## Задания
- 1) Куда, согласно отрывку о ленинградском джазе, стояли длинные очереди ради стрижки «канадская полька»?
- 2) Выведите без изменений часть отрывка о ленинградском джазе от слов «После школы поступил» до слов «Гольштейна ,диксиленд Шурика Усыскина.».

## Исходный фрагмент
▼▼▼

После школы поступил в Водный институт, стал ухаживать за девушками, ходить на танцы, там слушал оркестры. Шли 1955-56 годы, тогда в Ленинграде возрождался джаз. После войны джаз запретили, нельзя было даже произносить это слово, ведь «сегодня он играет джаз, а завтра Родину продаст»! На танцах играли хорошие профессиональные оркестры, но их репертуар строго контролировала цензура, так называемый Горлит, не разрешалось играть американские вещи и вообще всё, по их понятиям, джазовое. Вместо фокстрот , танго заставили писать в программах «быстрый танец» , «медленный танец». Но – джаз поднимался, возникли в городе пока-что нелегальные биг-бэнды Стаса Пожлакова, Валерия Милевского, потом Геннадия Гольштейна ,диксиленд Шурика Усыскина.
На закрытые вечера, где они играли – как правило в вузах – молодёжь прорывалась правдами и неправдами, бывало , что и двери ломали, лезли в окна. Прорвавшись в зал, многие даже не танцевали, просто стояли у сцены, слушали джаз. Я с компанией приятелей был таким вот любителем. Нас тогда называли стилягами, хотя какие мы стиляги – денег на «стильную» одежду не было, чтобы постричься модной тогда стрижкой «канадская полька» стояли, пропуская лекции, длиннющие очереди в парикмахерскую на Майорова. Брюки ленинградского пошива мне сестра заузила, чтобы хоть немного походили на стильные «дудочки». Стояли мы у сцены, слушали, и очень мне хотелось играть джаз самому, стать музыкантом, «лабухом». Но как научиться, с чего начать, нотную грамоту – и ту я давно позабыл. Как пишут в очерках, помог случай.

▲▲▲

## Предоставленные данные
▼▼▼

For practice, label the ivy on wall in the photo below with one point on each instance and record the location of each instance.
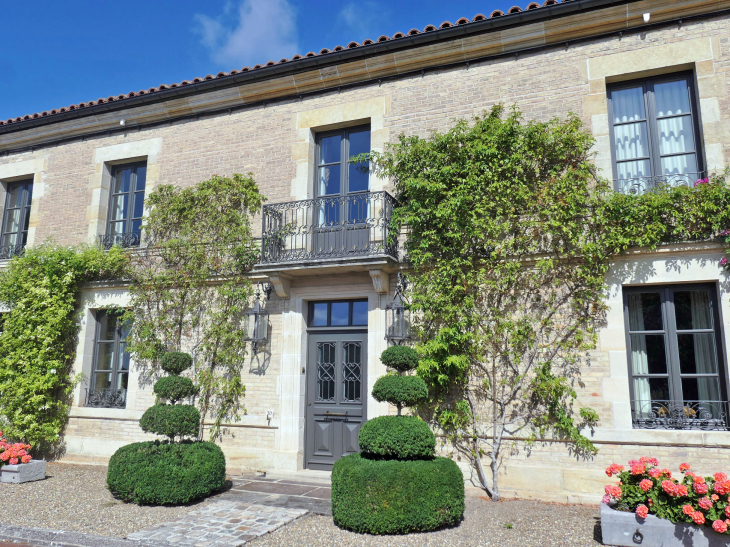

▲▲▲

## Ответы
- 1) В парикмахерскую на Майорова.

- 2)
После школы поступил в Водный институт, стал ухаживать за девушками, ходить на танцы, там слушал оркестры. Шли 1955-56 годы, тогда в Ленинграде возрождался джаз. После войны джаз запретили, нельзя было даже произносить это слово, ведь «сегодня он играет джаз, а завтра Родину продаст»! На танцах играли хорошие профессиональные оркестры, но их репертуар строго контролировала цензура, так называемый Горлит, не разрешалось играть американские вещи и вообще всё, по их понятиям, джазовое. Вместо фокстрот , танго заставили писать в программах «быстрый танец» , «медленный танец». Но – джаз поднимался, возникли в городе пока-что нелегальные биг-бэнды Стаса Пожлакова, Валерия Милевского, потом Геннадия Гольштейна ,диксиленд Шурика Усыскина.